## start Data provided

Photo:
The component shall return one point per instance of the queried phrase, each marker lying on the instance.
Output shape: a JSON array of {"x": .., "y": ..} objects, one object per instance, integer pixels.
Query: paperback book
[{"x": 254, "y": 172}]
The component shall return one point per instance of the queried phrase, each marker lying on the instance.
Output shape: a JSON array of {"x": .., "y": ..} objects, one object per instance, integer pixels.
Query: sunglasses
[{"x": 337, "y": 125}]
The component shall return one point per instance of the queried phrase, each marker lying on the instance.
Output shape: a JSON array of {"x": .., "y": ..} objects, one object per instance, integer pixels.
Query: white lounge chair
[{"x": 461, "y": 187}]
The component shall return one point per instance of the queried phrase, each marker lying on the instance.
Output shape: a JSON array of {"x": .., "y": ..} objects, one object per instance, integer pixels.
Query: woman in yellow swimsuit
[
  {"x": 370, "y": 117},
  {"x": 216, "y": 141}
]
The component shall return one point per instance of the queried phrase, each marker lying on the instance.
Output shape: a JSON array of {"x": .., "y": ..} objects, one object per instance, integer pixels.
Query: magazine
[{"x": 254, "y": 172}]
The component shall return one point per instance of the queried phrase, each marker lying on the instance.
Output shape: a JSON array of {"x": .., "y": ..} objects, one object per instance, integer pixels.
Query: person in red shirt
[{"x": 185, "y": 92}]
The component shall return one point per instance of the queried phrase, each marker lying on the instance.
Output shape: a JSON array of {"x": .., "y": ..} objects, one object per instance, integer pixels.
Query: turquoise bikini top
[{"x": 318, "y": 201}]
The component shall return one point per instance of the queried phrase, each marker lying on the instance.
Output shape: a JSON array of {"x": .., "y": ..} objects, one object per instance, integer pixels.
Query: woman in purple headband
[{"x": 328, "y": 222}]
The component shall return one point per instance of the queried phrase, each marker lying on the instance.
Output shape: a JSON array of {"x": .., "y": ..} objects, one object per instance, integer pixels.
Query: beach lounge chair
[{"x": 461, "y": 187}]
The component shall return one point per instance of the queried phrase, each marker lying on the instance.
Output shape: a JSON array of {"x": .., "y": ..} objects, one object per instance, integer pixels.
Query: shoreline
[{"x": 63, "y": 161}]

## end Data provided

## What to work on:
Restate the data above exactly, keeping each word as it stands.

## Final result:
Photo:
The component shall return one point per instance of the queried phrase, each marker lying on the instance.
Output shape: a JSON array of {"x": .., "y": ..} objects, one object per instance, integer pixels.
Query: paperback book
[{"x": 254, "y": 172}]
The component shall return one point per instance of the queried phrase, each marker lying on the instance.
Output shape: a JSON array of {"x": .., "y": ..} objects, one object per instance, integer pixels.
Query: sunglasses
[{"x": 337, "y": 125}]
The component shall return one point per instance of the queried phrase, each marker lying on the instance.
Output shape: a JSON array of {"x": .., "y": ..} objects, one object per instance, integer pixels.
Query: white lounge chair
[{"x": 461, "y": 187}]
The component shall return one point per instance of the queried phrase, each marker lying on the instance.
Output shape: a JSON array of {"x": .., "y": ..} objects, one object per instance, integer pixels.
Query: woman in yellow swimsuit
[
  {"x": 370, "y": 117},
  {"x": 216, "y": 141}
]
The component shall return one point per instance of the queried phrase, each marker lying on the instance.
Output shape: a JSON array of {"x": .., "y": ..} objects, one object per instance, integer pixels.
Query: magazine
[{"x": 254, "y": 172}]
The component shall return one point per instance of the queried phrase, each marker lying on the instance.
Output shape: a JSON array of {"x": .., "y": ..} objects, one object per instance, integer pixels.
Query: person in red shirt
[{"x": 185, "y": 92}]
The component shall return one point per instance of the queried phrase, each marker lying on the instance.
Output shape: a JSON array of {"x": .., "y": ..} objects, one object per instance, integer pixels.
Query: turquoise bikini top
[{"x": 318, "y": 201}]
The component shall return one point per instance of the queried phrase, each marker lying on the instance.
Output shape: a JSON array of {"x": .., "y": ..} objects, one object per instance, integer pixels.
Query: woman in purple headband
[{"x": 328, "y": 222}]
The component shall return one point per instance of the queried phrase, each marker lying on the instance.
Output shape: a JSON array of {"x": .., "y": ..} objects, one object per instance, integer pixels.
Query: beach lounge chair
[{"x": 461, "y": 187}]
The component shall return one point per instance of the queried phrase, each marker lying on the instance.
Output shape: a JSON array of {"x": .., "y": ..} objects, one object per instance, integer pixels.
Query: shoreline
[{"x": 63, "y": 161}]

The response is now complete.